*STATED GOAL:* Gather every line of the entries that contains the string "white", matching case exactly.

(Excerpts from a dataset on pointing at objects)
== == ==

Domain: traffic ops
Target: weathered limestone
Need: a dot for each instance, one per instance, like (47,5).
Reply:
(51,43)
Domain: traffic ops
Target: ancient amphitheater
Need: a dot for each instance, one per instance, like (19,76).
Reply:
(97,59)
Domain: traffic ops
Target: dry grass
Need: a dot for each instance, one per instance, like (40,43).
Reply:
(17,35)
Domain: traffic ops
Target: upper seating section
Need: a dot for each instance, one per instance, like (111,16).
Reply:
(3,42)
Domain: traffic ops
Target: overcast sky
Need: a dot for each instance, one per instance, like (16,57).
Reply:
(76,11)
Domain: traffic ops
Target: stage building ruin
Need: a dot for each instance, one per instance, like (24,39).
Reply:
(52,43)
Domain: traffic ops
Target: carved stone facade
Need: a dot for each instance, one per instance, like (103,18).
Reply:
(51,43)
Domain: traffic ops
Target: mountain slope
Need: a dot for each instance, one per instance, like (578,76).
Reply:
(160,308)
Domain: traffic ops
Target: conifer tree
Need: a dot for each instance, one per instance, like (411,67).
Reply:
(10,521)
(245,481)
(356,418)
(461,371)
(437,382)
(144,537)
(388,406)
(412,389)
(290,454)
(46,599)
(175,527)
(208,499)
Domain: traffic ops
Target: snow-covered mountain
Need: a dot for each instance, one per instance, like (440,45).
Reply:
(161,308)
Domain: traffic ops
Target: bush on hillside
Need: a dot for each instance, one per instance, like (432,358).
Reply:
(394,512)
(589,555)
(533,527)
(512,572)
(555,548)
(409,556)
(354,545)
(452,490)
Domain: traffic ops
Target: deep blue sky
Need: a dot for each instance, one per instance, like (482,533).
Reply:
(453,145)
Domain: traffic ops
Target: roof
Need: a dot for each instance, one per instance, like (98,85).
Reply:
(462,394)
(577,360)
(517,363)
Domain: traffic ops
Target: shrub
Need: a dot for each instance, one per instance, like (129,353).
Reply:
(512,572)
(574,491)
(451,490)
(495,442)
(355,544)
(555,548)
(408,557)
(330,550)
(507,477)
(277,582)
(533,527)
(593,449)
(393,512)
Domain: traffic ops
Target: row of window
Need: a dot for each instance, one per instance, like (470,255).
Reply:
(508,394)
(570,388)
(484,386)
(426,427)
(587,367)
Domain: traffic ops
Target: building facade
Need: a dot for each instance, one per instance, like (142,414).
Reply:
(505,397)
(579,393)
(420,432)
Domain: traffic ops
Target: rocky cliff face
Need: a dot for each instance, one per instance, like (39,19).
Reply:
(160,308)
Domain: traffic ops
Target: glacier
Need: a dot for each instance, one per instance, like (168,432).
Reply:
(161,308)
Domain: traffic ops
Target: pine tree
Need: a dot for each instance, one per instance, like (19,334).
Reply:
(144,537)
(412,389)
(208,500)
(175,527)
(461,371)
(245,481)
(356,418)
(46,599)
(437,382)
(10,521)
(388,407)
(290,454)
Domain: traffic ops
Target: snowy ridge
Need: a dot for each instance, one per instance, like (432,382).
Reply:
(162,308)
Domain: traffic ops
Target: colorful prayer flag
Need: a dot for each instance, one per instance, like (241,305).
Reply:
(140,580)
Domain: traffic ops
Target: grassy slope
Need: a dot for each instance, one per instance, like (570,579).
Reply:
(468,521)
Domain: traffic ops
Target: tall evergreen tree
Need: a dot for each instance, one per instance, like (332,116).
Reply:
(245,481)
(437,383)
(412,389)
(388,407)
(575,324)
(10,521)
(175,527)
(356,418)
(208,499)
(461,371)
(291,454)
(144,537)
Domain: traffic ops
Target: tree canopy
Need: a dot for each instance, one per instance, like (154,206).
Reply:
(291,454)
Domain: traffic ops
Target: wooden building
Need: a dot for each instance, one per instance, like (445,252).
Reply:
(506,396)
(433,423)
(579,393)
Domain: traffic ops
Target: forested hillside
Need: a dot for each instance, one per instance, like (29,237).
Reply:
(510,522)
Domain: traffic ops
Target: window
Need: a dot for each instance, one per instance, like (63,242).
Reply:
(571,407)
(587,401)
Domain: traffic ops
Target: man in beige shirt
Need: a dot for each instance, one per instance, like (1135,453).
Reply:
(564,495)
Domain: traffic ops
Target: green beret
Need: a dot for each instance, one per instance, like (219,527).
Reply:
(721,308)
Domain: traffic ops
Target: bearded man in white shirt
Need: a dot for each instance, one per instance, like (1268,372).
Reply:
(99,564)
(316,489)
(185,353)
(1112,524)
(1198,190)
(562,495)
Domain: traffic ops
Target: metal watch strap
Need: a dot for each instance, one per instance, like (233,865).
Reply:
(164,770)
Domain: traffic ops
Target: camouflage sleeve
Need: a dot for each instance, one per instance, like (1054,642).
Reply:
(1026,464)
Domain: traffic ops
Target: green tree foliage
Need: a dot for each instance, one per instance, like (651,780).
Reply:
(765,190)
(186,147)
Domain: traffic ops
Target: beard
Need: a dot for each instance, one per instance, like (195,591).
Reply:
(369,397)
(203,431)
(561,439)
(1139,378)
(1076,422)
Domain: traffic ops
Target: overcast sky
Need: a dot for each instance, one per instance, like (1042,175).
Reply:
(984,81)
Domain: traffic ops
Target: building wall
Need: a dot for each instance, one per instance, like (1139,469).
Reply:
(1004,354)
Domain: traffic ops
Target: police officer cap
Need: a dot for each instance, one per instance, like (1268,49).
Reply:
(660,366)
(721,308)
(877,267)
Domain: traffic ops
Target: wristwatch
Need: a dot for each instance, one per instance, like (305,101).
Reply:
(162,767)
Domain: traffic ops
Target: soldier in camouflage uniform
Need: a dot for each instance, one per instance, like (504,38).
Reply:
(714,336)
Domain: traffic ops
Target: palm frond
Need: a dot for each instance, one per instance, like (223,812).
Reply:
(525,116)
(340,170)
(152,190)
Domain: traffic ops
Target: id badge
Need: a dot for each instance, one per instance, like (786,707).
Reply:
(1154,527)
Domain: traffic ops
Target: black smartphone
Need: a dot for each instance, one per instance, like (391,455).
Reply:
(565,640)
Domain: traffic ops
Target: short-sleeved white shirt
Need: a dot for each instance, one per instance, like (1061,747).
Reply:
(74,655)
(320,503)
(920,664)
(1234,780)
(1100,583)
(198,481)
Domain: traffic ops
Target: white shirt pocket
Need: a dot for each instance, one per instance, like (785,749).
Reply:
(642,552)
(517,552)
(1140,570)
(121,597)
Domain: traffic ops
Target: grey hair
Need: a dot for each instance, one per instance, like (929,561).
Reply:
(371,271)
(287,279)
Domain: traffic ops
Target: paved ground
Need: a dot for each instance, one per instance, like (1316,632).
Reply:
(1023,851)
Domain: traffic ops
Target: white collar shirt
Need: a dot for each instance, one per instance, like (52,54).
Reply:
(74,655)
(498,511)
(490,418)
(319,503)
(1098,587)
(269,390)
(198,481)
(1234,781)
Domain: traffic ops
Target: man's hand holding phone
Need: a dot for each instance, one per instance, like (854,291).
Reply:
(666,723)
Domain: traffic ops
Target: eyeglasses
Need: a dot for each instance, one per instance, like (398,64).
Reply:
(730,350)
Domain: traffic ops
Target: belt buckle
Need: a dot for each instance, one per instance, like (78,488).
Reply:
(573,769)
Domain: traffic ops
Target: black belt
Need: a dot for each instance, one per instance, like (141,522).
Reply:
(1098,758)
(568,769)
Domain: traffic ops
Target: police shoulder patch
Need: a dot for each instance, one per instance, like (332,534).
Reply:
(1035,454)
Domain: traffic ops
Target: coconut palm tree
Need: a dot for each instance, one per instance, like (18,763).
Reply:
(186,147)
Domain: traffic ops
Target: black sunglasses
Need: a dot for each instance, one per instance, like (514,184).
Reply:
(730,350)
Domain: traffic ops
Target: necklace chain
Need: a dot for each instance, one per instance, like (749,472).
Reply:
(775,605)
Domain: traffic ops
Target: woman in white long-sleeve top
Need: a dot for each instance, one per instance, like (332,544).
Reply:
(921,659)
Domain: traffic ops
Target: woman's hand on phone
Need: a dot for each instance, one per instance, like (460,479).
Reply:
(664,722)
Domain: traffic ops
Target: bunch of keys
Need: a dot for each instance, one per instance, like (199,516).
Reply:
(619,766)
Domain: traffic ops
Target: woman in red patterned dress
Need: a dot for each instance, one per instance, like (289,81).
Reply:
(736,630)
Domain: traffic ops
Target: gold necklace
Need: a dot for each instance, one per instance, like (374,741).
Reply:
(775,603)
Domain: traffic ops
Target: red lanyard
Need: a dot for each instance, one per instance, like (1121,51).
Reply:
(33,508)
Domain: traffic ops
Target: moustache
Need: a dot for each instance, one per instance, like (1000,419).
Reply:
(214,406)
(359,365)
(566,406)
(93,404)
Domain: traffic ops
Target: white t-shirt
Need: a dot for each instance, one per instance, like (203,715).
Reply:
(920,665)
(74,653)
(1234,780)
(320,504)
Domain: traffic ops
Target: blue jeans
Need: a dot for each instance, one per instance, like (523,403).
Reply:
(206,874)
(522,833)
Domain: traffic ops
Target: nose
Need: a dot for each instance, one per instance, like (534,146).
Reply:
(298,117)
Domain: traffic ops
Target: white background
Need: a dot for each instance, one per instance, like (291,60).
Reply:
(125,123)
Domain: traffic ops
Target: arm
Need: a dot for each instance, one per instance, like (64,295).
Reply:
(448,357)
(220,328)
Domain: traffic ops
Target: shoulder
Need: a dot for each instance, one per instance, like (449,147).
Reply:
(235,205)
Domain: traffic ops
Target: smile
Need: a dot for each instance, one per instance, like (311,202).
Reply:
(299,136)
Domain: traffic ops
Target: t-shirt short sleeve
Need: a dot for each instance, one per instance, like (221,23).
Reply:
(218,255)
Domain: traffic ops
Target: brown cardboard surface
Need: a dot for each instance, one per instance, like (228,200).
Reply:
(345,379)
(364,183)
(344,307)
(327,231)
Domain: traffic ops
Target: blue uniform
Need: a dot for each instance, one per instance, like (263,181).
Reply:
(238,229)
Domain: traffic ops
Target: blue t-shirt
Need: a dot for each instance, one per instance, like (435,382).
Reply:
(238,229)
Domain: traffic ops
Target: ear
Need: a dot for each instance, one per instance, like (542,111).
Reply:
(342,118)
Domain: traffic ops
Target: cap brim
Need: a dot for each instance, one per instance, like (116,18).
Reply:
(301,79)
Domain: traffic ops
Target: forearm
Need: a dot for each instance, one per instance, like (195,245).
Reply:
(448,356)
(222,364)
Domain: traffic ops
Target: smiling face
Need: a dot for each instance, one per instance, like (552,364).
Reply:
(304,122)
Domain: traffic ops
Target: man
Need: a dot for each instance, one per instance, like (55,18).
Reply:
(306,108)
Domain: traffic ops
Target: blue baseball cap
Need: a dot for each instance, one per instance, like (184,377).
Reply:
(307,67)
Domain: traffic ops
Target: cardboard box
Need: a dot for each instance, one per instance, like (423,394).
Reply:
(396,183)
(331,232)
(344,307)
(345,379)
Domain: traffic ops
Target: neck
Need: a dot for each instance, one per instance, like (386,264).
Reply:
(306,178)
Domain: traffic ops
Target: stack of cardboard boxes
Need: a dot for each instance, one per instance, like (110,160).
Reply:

== == ==

*EXERCISE RESPONSE:*
Target: bearded man in white shirt
Target: short-sleeved white shirt
Target: white shirt pocket
Target: white collar shirt
Target: woman in white long-sleeve top
Target: white t-shirt
Target: white background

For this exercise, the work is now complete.